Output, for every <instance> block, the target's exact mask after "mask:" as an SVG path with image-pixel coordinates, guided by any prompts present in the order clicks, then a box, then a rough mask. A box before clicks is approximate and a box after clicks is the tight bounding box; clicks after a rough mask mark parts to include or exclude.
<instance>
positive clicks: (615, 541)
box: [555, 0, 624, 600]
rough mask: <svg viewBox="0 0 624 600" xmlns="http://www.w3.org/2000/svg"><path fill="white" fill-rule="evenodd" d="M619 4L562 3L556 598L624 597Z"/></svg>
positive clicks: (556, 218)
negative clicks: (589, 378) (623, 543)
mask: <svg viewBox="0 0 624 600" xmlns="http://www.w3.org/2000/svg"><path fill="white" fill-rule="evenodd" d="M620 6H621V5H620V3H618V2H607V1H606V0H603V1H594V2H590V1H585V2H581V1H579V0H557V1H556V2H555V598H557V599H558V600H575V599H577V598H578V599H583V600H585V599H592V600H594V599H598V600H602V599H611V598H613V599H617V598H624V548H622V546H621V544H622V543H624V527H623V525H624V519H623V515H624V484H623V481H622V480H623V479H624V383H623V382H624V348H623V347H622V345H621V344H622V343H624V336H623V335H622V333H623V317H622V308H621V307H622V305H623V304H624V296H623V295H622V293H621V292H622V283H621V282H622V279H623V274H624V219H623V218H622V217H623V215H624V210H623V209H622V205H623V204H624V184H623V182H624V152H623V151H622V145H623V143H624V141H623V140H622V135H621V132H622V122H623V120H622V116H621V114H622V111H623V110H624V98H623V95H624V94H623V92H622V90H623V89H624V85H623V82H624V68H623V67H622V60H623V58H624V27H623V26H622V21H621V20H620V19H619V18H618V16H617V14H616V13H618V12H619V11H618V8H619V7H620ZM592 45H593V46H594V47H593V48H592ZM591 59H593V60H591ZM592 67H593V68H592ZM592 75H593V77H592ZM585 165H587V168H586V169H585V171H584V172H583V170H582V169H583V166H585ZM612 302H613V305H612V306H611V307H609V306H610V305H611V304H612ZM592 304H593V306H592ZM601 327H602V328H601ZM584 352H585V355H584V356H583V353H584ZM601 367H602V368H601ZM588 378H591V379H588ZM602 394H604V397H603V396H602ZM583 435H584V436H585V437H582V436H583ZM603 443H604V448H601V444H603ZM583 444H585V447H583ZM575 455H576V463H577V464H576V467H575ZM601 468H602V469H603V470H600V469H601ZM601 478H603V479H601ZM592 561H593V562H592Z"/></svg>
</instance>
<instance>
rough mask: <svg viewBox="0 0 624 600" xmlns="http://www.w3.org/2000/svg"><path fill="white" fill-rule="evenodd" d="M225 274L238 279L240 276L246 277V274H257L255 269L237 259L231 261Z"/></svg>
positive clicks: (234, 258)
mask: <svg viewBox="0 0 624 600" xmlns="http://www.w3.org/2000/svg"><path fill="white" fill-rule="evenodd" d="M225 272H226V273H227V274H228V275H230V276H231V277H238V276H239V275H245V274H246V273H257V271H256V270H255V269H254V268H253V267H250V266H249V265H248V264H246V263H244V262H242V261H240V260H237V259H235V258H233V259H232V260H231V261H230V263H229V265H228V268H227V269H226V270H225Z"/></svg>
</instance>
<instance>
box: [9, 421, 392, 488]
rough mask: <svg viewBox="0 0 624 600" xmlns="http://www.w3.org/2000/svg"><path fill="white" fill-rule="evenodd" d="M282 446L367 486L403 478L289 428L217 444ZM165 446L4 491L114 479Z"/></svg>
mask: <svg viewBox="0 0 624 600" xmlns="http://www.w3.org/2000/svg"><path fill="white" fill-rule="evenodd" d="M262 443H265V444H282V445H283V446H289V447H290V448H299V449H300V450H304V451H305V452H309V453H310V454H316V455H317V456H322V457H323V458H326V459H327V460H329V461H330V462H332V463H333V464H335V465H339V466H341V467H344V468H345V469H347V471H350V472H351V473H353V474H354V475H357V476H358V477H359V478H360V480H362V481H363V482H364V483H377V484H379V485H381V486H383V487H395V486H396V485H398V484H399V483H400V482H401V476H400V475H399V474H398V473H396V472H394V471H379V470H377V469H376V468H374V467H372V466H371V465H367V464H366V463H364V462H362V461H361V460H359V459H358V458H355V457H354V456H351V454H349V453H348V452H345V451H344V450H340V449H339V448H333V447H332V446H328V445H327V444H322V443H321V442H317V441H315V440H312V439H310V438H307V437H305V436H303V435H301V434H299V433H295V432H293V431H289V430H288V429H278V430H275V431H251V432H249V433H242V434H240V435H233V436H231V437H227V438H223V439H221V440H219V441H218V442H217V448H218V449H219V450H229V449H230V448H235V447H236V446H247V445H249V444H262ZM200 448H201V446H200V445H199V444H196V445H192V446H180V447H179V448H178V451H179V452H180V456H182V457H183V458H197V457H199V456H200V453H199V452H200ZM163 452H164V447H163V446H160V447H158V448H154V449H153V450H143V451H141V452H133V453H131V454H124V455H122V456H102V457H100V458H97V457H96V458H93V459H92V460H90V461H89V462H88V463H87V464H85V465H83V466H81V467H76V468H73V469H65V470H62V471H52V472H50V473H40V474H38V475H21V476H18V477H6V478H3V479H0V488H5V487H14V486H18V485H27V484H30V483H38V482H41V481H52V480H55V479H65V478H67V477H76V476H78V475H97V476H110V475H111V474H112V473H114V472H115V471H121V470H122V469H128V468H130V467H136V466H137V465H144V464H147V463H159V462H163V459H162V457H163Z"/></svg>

- _WHAT NEEDS TO BE DONE_
When you reply, retype each line exactly as it appears above.

- _EXPECTED ANSWER_
Output, for every <instance> block, the target's exact mask after "mask:" as an SVG path with image-pixel coordinates, guided by any prompts present in the order clicks, then a box, then a rough mask. A box before clicks is approximate and a box after clicks is the tight bounding box; clicks after a rough mask mark parts to include or exclude.
<instance>
positive clicks: (615, 541)
box: [555, 0, 624, 600]
rough mask: <svg viewBox="0 0 624 600" xmlns="http://www.w3.org/2000/svg"><path fill="white" fill-rule="evenodd" d="M619 4L562 3L556 598L624 597Z"/></svg>
positive clicks: (556, 218)
negative clicks: (589, 378) (623, 543)
mask: <svg viewBox="0 0 624 600" xmlns="http://www.w3.org/2000/svg"><path fill="white" fill-rule="evenodd" d="M620 6H621V5H620V3H618V2H607V1H606V0H603V1H594V2H590V1H585V2H581V1H579V0H557V1H556V2H555V598H557V599H558V600H575V599H577V598H578V599H583V600H585V599H592V600H594V599H598V600H602V599H611V598H613V599H617V598H624V548H622V546H621V544H622V543H624V527H623V525H624V519H623V515H624V484H623V481H622V480H623V479H624V383H623V382H624V348H623V347H622V345H621V344H622V343H624V336H623V335H622V333H623V317H622V308H621V307H622V305H623V304H624V296H623V295H622V293H621V292H622V283H621V282H622V279H623V274H624V219H623V218H622V217H623V215H624V210H623V209H622V205H623V204H624V184H623V182H624V152H623V151H622V145H623V143H624V141H623V140H622V135H621V132H622V122H623V120H622V116H621V114H622V111H623V110H624V98H623V95H624V94H623V92H622V90H623V89H624V85H623V82H624V68H623V67H622V60H623V58H624V27H623V26H622V21H621V20H620V19H619V18H618V16H617V14H616V13H618V12H619V11H618V8H619V7H620ZM592 45H593V46H594V47H593V48H592ZM591 59H593V60H591ZM592 67H593V68H592ZM592 75H593V77H592ZM585 165H587V168H586V169H585V171H584V172H583V170H582V169H583V166H585ZM612 302H613V305H612V306H611V307H609V306H610V305H611V304H612ZM592 304H593V306H592ZM601 327H602V328H601ZM584 352H585V355H584V356H583V353H584ZM601 367H602V368H601ZM588 378H591V379H588ZM602 394H604V397H603V396H602ZM583 435H584V436H585V437H582V436H583ZM603 443H604V448H601V444H603ZM583 444H585V447H583ZM575 455H576V463H577V464H576V467H575ZM601 468H602V469H603V470H600V469H601ZM601 478H603V479H601ZM592 561H593V562H592Z"/></svg>
</instance>
<instance>
rough mask: <svg viewBox="0 0 624 600" xmlns="http://www.w3.org/2000/svg"><path fill="white" fill-rule="evenodd" d="M225 274L238 279L240 276L246 277V274H257L255 269L237 259L231 261Z"/></svg>
positive clicks: (234, 258)
mask: <svg viewBox="0 0 624 600" xmlns="http://www.w3.org/2000/svg"><path fill="white" fill-rule="evenodd" d="M225 272H226V273H227V274H228V275H230V276H231V277H238V276H239V275H245V274H246V273H257V271H256V270H255V269H254V268H253V267H250V266H249V265H248V264H246V263H244V262H242V261H240V260H237V259H235V258H233V259H232V260H231V261H230V263H229V265H228V268H227V269H226V270H225Z"/></svg>
</instance>
<instance>
box: [9, 421, 392, 488]
rough mask: <svg viewBox="0 0 624 600" xmlns="http://www.w3.org/2000/svg"><path fill="white" fill-rule="evenodd" d="M282 446L367 486L403 478L289 428L217 444ZM165 446L4 491L114 479Z"/></svg>
mask: <svg viewBox="0 0 624 600" xmlns="http://www.w3.org/2000/svg"><path fill="white" fill-rule="evenodd" d="M262 443H265V444H282V445H283V446H289V447H290V448H299V449H300V450H304V451H305V452H309V453H310V454H316V455H317V456H322V457H323V458H326V459H327V460H329V461H330V462H332V463H333V464H335V465H339V466H341V467H344V468H345V469H347V471H350V472H351V473H353V474H354V475H357V476H358V477H359V478H360V480H362V481H363V482H364V483H377V484H379V485H381V486H383V487H395V486H396V485H398V484H399V483H400V482H401V476H400V475H399V474H398V473H396V472H394V471H379V470H377V469H376V468H374V467H372V466H371V465H367V464H366V463H364V462H362V461H361V460H359V459H358V458H355V457H354V456H351V454H349V453H348V452H345V451H344V450H340V449H339V448H333V447H332V446H328V445H327V444H322V443H321V442H317V441H315V440H312V439H310V438H307V437H305V436H303V435H301V434H299V433H295V432H293V431H289V430H288V429H278V430H275V431H251V432H249V433H242V434H240V435H233V436H231V437H227V438H223V439H221V440H219V441H218V442H217V448H218V449H219V450H229V449H230V448H235V447H236V446H247V445H249V444H262ZM200 448H201V446H200V445H199V444H196V445H192V446H180V447H179V448H178V451H179V452H180V456H182V457H183V458H197V457H199V456H200V453H199V452H200ZM163 452H164V447H163V446H160V447H158V448H154V449H153V450H143V451H141V452H133V453H131V454H124V455H122V456H102V457H100V458H97V457H96V458H93V459H92V460H90V461H89V462H88V463H87V464H85V465H83V466H81V467H76V468H73V469H65V470H62V471H52V472H50V473H40V474H38V475H21V476H18V477H6V478H3V479H0V488H5V487H14V486H18V485H27V484H30V483H38V482H41V481H52V480H55V479H65V478H67V477H76V476H78V475H97V476H110V475H111V474H112V473H114V472H115V471H121V470H122V469H128V468H130V467H136V466H137V465H144V464H147V463H159V462H163V459H162V457H163Z"/></svg>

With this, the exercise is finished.